>>>>>

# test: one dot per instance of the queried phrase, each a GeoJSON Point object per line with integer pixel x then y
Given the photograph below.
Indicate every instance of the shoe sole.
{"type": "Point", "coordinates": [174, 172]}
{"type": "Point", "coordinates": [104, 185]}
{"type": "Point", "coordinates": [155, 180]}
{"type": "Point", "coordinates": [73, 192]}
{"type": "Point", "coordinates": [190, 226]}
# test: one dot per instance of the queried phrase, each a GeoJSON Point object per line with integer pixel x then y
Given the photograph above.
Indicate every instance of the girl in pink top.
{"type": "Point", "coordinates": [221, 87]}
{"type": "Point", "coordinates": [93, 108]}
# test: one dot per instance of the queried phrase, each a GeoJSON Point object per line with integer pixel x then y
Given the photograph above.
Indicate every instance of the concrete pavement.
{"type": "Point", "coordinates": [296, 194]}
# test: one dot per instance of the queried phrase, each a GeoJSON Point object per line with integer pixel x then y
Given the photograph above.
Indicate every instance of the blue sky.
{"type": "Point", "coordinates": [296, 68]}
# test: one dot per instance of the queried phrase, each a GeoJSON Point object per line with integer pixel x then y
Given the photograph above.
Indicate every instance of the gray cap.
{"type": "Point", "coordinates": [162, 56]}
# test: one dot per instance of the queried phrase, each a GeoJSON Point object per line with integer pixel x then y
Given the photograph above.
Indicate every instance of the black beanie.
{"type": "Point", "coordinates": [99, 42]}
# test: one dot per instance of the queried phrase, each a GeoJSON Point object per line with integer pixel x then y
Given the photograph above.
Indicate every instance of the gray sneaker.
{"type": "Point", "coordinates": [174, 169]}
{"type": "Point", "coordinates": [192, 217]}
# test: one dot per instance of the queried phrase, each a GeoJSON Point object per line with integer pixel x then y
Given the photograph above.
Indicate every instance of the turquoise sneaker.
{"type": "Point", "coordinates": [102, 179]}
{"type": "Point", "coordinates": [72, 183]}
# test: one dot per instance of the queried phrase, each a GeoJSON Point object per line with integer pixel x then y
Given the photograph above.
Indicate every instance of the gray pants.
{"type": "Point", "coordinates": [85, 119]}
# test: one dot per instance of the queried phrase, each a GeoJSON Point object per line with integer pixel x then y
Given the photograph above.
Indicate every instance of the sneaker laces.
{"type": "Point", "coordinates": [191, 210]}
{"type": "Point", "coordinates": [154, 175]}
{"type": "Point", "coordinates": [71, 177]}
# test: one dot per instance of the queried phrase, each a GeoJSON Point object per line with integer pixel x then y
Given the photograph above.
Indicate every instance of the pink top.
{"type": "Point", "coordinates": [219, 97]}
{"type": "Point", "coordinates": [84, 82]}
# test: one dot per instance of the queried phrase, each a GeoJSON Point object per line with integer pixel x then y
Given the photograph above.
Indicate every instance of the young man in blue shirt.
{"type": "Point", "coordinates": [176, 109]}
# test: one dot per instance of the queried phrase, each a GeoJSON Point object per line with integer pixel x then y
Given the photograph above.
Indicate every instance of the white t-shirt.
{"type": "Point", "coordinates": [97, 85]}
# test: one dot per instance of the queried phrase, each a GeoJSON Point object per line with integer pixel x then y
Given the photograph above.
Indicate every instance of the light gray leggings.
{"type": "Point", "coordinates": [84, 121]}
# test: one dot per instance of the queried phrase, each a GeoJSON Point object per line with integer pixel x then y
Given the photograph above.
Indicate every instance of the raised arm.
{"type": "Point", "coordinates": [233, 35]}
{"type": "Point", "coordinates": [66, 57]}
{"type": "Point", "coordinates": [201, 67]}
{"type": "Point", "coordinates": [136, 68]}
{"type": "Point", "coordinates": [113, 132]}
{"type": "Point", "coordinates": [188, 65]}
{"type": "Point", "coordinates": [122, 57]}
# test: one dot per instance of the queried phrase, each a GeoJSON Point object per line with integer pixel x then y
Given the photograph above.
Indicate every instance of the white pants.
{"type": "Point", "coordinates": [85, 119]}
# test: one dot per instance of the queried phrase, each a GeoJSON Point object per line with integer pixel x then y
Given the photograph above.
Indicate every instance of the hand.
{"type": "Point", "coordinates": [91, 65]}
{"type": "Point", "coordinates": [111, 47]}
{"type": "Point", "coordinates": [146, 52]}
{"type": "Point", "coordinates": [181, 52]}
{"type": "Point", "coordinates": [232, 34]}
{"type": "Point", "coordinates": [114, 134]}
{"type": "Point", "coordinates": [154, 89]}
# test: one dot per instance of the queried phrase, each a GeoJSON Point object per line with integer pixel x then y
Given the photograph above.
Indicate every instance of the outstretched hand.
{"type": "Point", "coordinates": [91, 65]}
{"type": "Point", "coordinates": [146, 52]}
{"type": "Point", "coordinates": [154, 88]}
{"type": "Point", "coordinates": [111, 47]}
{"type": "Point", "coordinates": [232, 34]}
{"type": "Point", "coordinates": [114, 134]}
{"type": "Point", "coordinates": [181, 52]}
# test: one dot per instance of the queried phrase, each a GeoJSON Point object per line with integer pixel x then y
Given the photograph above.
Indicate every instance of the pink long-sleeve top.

<<<<<

- [EXERCISE OBJECTIVE]: Quote exactly the stretch of lines above that starts at the first one and ends at the line with "Given the photograph below.", and nothing beyond it.

- [RESPONSE TO THIS TASK]:
# test: one dot per instance of the queried phrase, each a GeoJSON Point object per line with integer pixel x then y
Given the photograph below.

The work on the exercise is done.